* **PROVIDED PASSAGE**
To the bloke I spoke to today...

I have no idea who you are. You stopped me as we passed in the street, but I had no idea who you are. You knew my name, you knew some of my friends, you knew some of my past and you knew that I'd got married since I last saw you. I still had no idea who you were. We used to work together; I could gather that much from the conversation. We were made redundant at the same time. You got a job somewhere else, and I went to university.

Perhaps, one day, we'll bump into each other again. We'll have the same conversation: what we're up to, what we're going to do, which old mutual friends we still see, or don't. And I probaby still won't recognise you, or have any clue as to who you are. And I'm sorry about that. Because unlike most of the twats I used to work with; you seemed alright.

Noding

So I'm still noding the European Constitution. I've managed the Preface, Part I and Part II now, and it's bloody hard work.... sort of. And yes, I am starting to regret begining it. I'm currently trying to sort out how I'm going to split the worryingly-large Part III. I also just noticed that I called the first part 'Part 1', with a number instead of a Roman numeral. Bugger. I'll pop over to the Node Title Edit node and get that sorted.

For the last quite-a-while I've been deleting old writups as I write new ones. Basically all my old writups were pants - of the worst kind. My merit, about a year ago was actually zero but, as of two days ago I've managed to drag it up to be equal to the e2 merit mean. Goal one acheived: I actually feel like I'm contributing something now. :-)

* **WORK REQUEST**
Resume the journal entry after its final sentence, keeping its casual first-person voice. The records are separate material with no connection to the journal entry.

* **DATA**

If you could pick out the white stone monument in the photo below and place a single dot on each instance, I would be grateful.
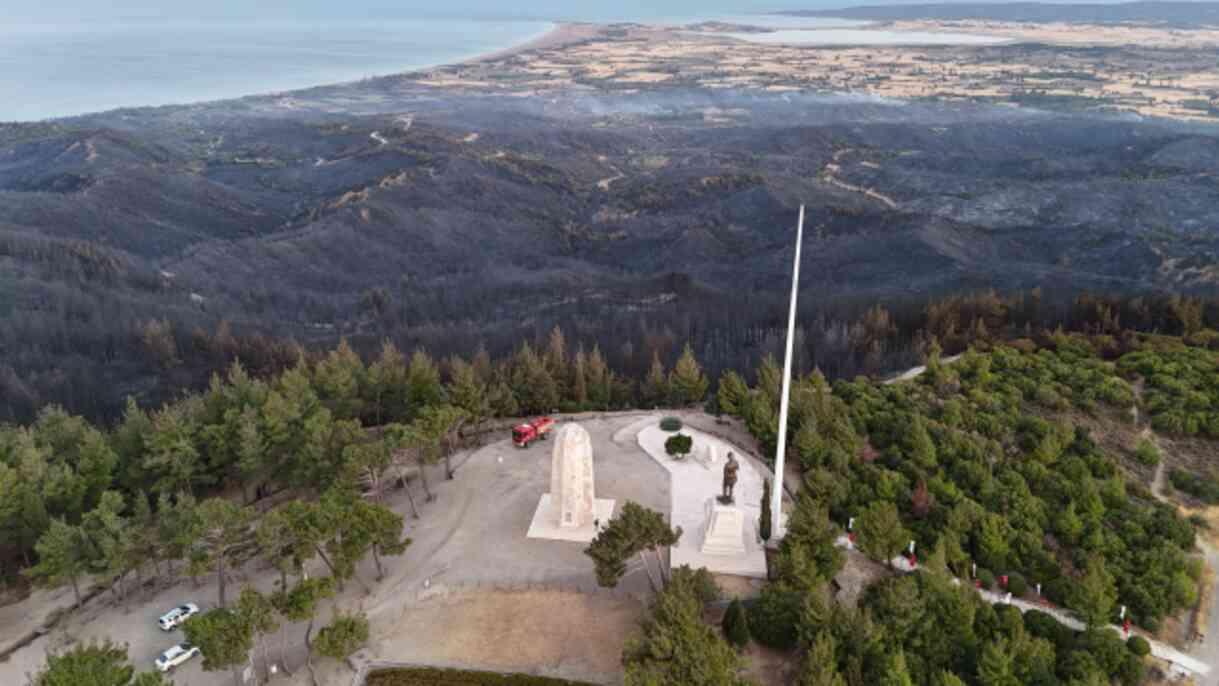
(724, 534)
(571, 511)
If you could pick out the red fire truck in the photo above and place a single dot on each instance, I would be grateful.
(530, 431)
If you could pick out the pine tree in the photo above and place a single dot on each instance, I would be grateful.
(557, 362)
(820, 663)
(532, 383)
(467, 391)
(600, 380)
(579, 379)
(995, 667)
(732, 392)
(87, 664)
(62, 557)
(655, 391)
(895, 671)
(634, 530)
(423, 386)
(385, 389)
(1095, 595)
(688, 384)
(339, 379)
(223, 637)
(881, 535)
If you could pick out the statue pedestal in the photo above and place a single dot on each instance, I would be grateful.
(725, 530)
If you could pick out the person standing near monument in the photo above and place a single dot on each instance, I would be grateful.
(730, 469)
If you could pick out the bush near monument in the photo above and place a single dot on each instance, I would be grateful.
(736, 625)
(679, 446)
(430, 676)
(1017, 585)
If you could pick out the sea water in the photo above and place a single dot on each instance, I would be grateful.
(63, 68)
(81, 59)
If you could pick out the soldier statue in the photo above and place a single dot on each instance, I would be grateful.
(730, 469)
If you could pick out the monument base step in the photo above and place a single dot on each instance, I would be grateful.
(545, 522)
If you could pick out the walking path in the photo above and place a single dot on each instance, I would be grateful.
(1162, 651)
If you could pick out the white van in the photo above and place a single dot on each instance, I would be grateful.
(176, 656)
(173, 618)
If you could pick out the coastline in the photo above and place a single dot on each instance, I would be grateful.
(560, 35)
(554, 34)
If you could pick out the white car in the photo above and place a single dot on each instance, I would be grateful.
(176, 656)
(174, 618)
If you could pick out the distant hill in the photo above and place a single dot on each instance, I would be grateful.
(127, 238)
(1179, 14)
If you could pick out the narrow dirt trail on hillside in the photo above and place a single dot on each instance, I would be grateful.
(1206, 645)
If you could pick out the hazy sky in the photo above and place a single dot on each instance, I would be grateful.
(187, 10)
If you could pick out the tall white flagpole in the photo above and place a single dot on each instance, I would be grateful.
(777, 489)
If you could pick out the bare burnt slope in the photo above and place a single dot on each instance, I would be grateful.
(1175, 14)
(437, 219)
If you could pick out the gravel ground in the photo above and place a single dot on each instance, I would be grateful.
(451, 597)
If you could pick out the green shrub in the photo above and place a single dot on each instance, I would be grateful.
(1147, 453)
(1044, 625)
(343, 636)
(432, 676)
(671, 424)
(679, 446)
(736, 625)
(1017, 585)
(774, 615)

* **SOLVED PROBLEM**
Other Stuff

I'm so nearly there! I'm on the last semester of the last year of my CompSci course at uni. I seriously cannot wait to finish it so I can go out and get a job again. Note to those of you at university who have never worked: When people tell you how easy you have it, tell them to try and live on a pathetic student loan for three years and see how they like it. That is, unless you're one of those rich kids that gets loads of cash from daddy, (there's thousands of them here), then you can piss off yourself.

Things my wife and I will be able to acomplish once I have a job:*
  1. Pay off credit cards and other debts
  2. Get a house, instead of a mouldy one bedroom flat
  3. Get a bloody proper internet connection, instead of the arsey dial-up I have now
  4. Shop at Sainsbury's instead of Lidl
  5. Go to the pub. A lot

This is all, of course, assuming I finish -- and pass -- my degree. If the teaching goes on as it is, I suspect possibly not; Last week two lectures were cancelled because of illness, two more because of some sort of conference and another for an unknown reason. That left me with about two. Now there's value for your grand of top-up fees. If all continues on the same course they'll probably shut us down, like they have to Chemistry and Music.


* Actually I have a job, I mean a full-time one.